In the records below, find the lines that include "query" and copy each.

PROVIDED RECORDS =
BEGIN
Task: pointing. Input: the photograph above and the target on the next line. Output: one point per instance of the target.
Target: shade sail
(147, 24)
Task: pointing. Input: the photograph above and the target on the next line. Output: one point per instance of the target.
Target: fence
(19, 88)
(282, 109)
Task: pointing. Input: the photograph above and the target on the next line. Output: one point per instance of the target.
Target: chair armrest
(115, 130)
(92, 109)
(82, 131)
END
BEGIN
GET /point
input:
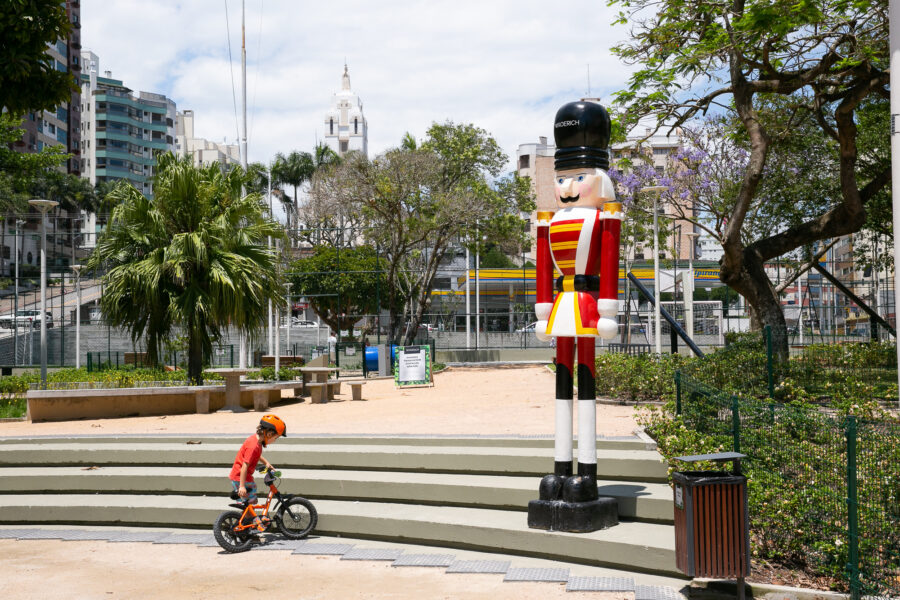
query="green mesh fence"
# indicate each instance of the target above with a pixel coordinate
END
BEGIN
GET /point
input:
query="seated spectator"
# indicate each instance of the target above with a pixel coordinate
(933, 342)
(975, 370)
END
PROBLEM SOLUTION =
query="green mesh fence"
query="seated spectator"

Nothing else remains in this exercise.